◆ **FRAGMENTO SELECCIONADO**:

Y después, con asombro, exclaman: “¡Peor que estos esclavos están mi padre, mi madre, mis parientes y amigos difuntos!”
Si, mirad en los hospitales y contemplad los dolorosos espectáculos: los que, por la lepra, se convierten en una sola llaga de pies a cabeza, infelices porque, al ser rechazados por los demás, no pueden escapar de sí mismos. No tienen otra cosa viva más que la capacidad de sufrir, y por ello ofenden todos los sentidos. O aquellos que, debido a la hidropesía, parecen tambores; o los que por la fiebre, parecen cadáveres, medio quemados por el fuego o medio consumidos por gangrenas. Su sufrimiento es tan grande que ni siquiera se atreven a tocarlos.
O aquellos que, por dolor y mal de dientes, están como rabiosos, o por la frecuencia de los paroxismos, se vuelven frenéticos. O aquellos que, en ninguna parte de su cuerpo, encuentran descanso. Y al final, dicen con horror y certeza: “¡Peor que todos estos mártires están vuestros difuntos!”

◆ **REGISTROS SELECCIONADOS**:
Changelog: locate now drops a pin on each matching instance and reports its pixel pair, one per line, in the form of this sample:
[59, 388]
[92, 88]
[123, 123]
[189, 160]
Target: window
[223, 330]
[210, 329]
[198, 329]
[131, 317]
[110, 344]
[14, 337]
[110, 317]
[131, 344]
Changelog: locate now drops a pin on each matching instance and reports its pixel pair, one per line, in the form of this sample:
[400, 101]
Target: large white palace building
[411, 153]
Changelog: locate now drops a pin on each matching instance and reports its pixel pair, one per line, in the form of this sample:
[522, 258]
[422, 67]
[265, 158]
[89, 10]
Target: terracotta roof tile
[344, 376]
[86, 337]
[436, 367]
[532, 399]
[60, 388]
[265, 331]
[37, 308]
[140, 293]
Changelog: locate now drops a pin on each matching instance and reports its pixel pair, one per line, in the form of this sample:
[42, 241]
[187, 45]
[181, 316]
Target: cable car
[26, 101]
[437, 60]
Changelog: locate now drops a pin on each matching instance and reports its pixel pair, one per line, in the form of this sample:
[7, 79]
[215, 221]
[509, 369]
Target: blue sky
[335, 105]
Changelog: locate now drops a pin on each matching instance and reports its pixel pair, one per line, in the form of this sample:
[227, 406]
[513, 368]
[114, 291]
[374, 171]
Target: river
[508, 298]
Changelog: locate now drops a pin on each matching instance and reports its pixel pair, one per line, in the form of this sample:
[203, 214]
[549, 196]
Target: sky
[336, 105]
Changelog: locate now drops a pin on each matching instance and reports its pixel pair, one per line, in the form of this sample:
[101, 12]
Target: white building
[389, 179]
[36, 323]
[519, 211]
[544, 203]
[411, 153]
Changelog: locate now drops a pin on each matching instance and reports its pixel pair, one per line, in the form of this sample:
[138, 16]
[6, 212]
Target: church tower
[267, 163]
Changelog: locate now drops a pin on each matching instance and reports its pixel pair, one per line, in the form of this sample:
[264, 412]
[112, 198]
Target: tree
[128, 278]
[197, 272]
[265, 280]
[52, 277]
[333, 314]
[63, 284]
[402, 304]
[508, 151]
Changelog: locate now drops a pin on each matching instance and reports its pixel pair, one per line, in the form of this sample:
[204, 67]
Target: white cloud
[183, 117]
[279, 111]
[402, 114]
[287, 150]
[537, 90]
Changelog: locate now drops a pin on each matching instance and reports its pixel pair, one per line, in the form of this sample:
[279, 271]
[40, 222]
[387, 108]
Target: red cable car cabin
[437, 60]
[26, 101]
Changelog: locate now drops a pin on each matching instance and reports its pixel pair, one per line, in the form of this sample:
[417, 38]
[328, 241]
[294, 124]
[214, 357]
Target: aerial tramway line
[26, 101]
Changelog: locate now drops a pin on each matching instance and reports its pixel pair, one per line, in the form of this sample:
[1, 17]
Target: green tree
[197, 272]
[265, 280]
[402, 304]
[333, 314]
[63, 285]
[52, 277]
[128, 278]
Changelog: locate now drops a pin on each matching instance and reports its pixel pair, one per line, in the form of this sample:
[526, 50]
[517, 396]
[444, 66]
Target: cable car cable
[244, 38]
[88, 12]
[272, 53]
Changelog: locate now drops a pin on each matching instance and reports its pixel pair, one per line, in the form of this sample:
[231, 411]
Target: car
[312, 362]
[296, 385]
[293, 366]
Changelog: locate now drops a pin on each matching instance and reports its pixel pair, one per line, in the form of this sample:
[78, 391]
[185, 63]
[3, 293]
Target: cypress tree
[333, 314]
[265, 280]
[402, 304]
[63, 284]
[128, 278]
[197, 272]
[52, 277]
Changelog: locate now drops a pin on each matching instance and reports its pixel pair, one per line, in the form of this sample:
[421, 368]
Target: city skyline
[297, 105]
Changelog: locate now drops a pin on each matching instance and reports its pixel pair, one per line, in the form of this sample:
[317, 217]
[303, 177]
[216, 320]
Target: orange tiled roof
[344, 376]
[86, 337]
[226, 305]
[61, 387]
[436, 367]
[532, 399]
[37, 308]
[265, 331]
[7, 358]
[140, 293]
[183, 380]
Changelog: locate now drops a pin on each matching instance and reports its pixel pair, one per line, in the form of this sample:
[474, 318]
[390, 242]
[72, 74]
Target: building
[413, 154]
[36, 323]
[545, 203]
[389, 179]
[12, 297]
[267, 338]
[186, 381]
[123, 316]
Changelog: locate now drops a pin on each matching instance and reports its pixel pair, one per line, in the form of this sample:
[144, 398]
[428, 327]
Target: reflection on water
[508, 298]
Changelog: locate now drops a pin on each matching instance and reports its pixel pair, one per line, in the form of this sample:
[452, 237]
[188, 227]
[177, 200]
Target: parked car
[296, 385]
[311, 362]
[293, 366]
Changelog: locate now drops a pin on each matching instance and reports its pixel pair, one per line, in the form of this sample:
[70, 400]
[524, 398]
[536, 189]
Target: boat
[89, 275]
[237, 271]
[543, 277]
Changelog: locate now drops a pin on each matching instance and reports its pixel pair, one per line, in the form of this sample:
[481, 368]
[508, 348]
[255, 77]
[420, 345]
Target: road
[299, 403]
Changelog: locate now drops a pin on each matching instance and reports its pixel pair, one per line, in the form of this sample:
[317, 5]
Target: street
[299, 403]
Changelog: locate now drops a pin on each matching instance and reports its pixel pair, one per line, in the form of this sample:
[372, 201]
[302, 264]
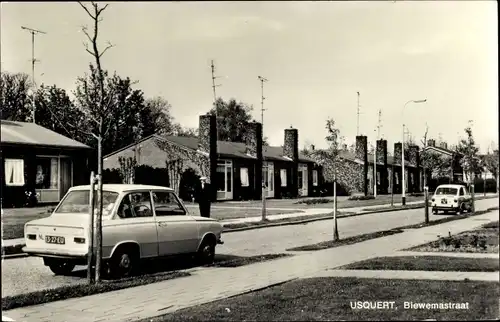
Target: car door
[177, 231]
[466, 198]
[134, 222]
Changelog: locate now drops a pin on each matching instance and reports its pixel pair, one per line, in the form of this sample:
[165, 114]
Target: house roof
[23, 133]
[224, 148]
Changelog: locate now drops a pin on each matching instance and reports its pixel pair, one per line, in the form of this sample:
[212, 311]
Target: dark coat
[202, 195]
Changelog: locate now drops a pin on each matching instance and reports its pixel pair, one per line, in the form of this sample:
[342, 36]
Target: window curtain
[315, 177]
[244, 177]
[54, 173]
[14, 172]
[283, 177]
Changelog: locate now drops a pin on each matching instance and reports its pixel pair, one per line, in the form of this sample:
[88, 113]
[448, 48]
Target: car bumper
[54, 253]
[440, 207]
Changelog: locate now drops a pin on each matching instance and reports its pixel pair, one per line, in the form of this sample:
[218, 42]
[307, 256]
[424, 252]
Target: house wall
[15, 196]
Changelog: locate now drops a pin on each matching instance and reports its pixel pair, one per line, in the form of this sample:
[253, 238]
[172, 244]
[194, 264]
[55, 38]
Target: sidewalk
[310, 212]
[216, 283]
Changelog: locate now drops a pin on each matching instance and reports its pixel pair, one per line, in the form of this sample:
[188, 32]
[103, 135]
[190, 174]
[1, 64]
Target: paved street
[163, 297]
[29, 274]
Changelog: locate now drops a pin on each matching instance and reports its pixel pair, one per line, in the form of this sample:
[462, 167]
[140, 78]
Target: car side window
[135, 204]
[166, 204]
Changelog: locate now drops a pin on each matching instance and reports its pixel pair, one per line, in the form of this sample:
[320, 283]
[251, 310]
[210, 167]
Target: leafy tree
[160, 115]
[232, 117]
[179, 130]
[468, 149]
[332, 153]
[15, 98]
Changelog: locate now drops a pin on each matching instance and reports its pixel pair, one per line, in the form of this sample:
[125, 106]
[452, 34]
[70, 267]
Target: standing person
[203, 197]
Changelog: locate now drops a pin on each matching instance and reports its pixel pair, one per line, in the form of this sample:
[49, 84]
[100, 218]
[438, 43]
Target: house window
[47, 173]
[244, 177]
[14, 172]
[283, 177]
[315, 177]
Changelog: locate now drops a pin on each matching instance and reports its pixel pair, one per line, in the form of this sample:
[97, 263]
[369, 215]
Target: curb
[326, 217]
[329, 216]
[289, 223]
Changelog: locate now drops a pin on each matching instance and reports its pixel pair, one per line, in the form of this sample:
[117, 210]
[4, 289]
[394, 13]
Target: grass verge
[80, 290]
[480, 240]
[395, 208]
[346, 241]
[152, 274]
[364, 237]
[320, 299]
[427, 263]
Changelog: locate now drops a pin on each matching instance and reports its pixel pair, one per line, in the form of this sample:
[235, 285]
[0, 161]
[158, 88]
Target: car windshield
[446, 191]
[77, 201]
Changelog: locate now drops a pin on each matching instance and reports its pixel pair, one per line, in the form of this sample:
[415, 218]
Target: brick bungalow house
[355, 169]
[39, 165]
[232, 168]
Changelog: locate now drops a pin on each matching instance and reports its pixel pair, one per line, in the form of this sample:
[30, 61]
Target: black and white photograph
[249, 161]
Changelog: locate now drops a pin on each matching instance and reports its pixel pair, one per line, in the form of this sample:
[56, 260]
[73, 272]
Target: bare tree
[423, 154]
[103, 103]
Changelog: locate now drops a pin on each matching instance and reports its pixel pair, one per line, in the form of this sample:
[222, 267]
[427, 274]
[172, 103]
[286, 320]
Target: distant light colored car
[138, 222]
[451, 197]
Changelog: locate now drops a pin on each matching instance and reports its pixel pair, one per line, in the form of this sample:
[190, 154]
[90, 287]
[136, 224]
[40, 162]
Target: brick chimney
[414, 160]
[207, 142]
[253, 142]
[362, 155]
[382, 165]
[291, 150]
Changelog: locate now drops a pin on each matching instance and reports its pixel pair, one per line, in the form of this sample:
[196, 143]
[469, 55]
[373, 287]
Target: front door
[268, 176]
[177, 231]
[66, 177]
[224, 180]
[303, 180]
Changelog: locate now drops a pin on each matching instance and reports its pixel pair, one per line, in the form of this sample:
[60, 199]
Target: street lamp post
[403, 182]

◆ **TAREA PROPUESTA**: Reproduzca literalmente la parte del fragmento sobre los enfermos que sufren comprendida entre "Y después, con" y "atreven a tocarlos.", ambos incluidos. Los registros no hacen falta para trabajar con el fragmento.

◆ **SOLUCIÓN PROPUESTA**:
Y después, con asombro, exclaman: “¡Peor que estos esclavos están mi padre, mi madre, mis parientes y amigos difuntos!”
Si, mirad en los hospitales y contemplad los dolorosos espectáculos: los que, por la lepra, se convierten en una sola llaga de pies a cabeza, infelices porque, al ser rechazados por los demás, no pueden escapar de sí mismos. No tienen otra cosa viva más que la capacidad de sufrir, y por ello ofenden todos los sentidos. O aquellos que, debido a la hidropesía, parecen tambores; o los que por la fiebre, parecen cadáveres, medio quemados por el fuego o medio consumidos por gangrenas. Su sufrimiento es tan grande que ni siquiera se atreven a tocarlos.